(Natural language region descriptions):

= = = = = = =

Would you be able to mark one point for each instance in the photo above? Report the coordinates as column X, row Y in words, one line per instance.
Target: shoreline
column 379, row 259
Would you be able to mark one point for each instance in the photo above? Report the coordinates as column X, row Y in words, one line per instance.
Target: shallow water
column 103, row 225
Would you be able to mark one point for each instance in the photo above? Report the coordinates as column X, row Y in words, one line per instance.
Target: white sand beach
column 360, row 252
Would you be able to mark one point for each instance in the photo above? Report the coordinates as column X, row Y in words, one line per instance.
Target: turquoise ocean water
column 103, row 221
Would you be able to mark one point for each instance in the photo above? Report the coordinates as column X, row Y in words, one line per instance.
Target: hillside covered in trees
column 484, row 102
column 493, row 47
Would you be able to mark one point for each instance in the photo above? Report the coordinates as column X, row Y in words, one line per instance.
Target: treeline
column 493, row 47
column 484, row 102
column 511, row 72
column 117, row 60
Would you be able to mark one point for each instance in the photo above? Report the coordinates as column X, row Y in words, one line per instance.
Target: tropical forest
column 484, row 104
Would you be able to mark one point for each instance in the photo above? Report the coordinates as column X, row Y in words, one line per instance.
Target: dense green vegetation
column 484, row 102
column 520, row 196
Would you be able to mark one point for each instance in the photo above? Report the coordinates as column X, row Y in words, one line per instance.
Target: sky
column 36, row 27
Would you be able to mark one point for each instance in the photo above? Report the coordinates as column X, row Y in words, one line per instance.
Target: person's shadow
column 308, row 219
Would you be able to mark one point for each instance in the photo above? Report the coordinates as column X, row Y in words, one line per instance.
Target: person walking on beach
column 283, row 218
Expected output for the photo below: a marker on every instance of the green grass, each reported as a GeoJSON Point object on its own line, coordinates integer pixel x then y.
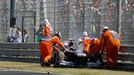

= = = = = = =

(WHAT YOU SHOULD DO): Retype, without any picture, exactly the lines from the one with "Target: treeline" through the end of the entries, inclusive.

(YOUR SOLUTION):
Target: treeline
column 493, row 47
column 484, row 102
column 511, row 72
column 117, row 60
Would you be able to mark one point for each instance in the photo above? Report the coordinates as column X, row Y in words, one line per instance.
Target: tropical forest
column 484, row 104
Would you be able to mark one point for each instance in the photo above? Report the coordinates as column X, row Y in words, one line per instance.
Target: dense green vegetation
column 484, row 102
column 520, row 196
Would you be able to mark one point for each instance in the photo above? Report the coordinates as column X, row Y in words, one line per instance.
Target: sky
column 36, row 27
Would you be able to mark one point for each instance in the photo above? Report the coordinates as column X, row Y in words, one line per instance.
Target: person's shadow
column 308, row 219
Would you be able to mark one point for each instance in the photo above? Report the coordinates as column X, row Y in words, one line per instance.
Target: person walking on beach
column 283, row 218
Expected output for the photo below: a marker on every instance of the green grass, each reported as a GeoJSON Point object on its own line, coordinates integer pixel x then y.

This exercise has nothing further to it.